[TEXT PASSAGE]
SuperZutsuki [they/them]@hexbear.net · 6 days ago

What really annoys me about deepseek (the web version) is that it will just refuse to give you any information on things like the June 4 Incident and the Uyghur “Genocide”. It’s really disappointing that a Chinese AI model is programmed to never give info about these things rather than dispel the Western propaganda. I guarantee thousands of libs have asked it about the Incident and saw the refusal to give information as evidence of a see see pee cover-up and became further entrenched in their belief that thousands were killed at Tiananmen Square.

Carl [he/him]@hexbear.net · 6 days ago

Zhupu Ai (which uses GLM) is the same way, get too close to a topic that’s controversial in China and it closes the link. I was talking to it about cults when I noticed this for the first time, whenever its web search encountered any results about the Falun Gong it would trigger the safety stop and I’d have to try again - the same thing happens if you ask about Communist history, if its web search puts Western propaganda about Mao and co into the context it shuts down. In that case I think it was China’s “Martyrs and Heros Law” prompting the stop, since if anything defamatory enters the models context it might reproduce that information, so the safety stop triggers immediately.

I think it’s because the Chinese government has been clear that LLM providers are responsible for their LLM’s outputs, so Chinese-based companies make their public models tread very carefully around sensitive topics.

☆ Yσɠƚԋσʂ ☆@lemmygrad.ml · 6 days ago

The difference is that DeepSeek has open weights and anybody can download and run the model themselves. And you can tune the model any way you like, so even if DeepSeek had some baked in biases, anybody can publish a new version without them. That’s why developing this stuff in the open is so important.

JoeByeThen [he/him, they/them]@hexbear.net · 6 days ago

Sure, but can you fine tune the culture out of it without the whole base (I forgot the proper word, sorry) collapsing? The training data isn’t open, right? Like while I totally agree with you about the importance of openness, this shit is coming from the training data and our shit culture it was derived from.

☆ Yσɠƚԋσʂ ☆@lemmygrad.ml · 6 days ago

Yes, you absolutely can. That’s precisely what LoRAs are for. You can completely change the way the model responds by adding a layer on top. All the core knowledge stays the same. I’ve actually done this myself. I rented some time on runpod to train a LoRA on Lovecraft that I applied to a base Qwen model.

JoeByeThen [he/him, they/them]@hexbear.net · 6 days ago

OVERFITTING! The word I’m thinking of is overfitting. Lol and yeah I swear I know what a Lora is, but I don’t think you have a chance in hell of using a Lora to consistently remove cultural discrimination from a model. I very much think that’s wishful thinking. You’d be playing whackamole and then you’re still hoping that you dont introduce some ‘stop talking about gremlins’ type version of some asshole that doesn’t believe racism exists because America had a black president. Lol.
[/TEXT PASSAGE]
[COLLECTED DATA]
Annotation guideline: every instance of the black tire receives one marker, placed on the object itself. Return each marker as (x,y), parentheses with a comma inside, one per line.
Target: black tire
[/COLLECTED DATA]
» QUESTIONS:
A – Translate this sentence from the forum thread into Spanish: "That’s why developing this stuff in the open is so important."
B – Transcribe the forum thread from "I think it’s" to "is so important.".
C – Answer these questions using the forum thread.
(i) What topic was Carl discussing with Zhupu Ai when he first noticed the safety stop?
(ii) Where did the poster rent time to train a LoRA?
(iii) What word was JoeByeThen trying to remember?

» SOLUTIONS TO THE EXERCISE:
A – Por eso es tan importante desarrollar estas cosas de forma abierta.

B –
I think it’s because the Chinese government has been clear that LLM providers are responsible for their LLM’s outputs, so Chinese-based companies make their public models tread very carefully around sensitive topics.

☆ Yσɠƚԋσʂ ☆@lemmygrad.ml · 6 days ago

The difference is that DeepSeek has open weights and anybody can download and run the model themselves. And you can tune the model any way you like, so even if DeepSeek had some baked in biases, anybody can publish a new version without them. That’s why developing this stuff in the open is so important.

C –
(i) Cults
(ii) On runpod
(iii) Overfitting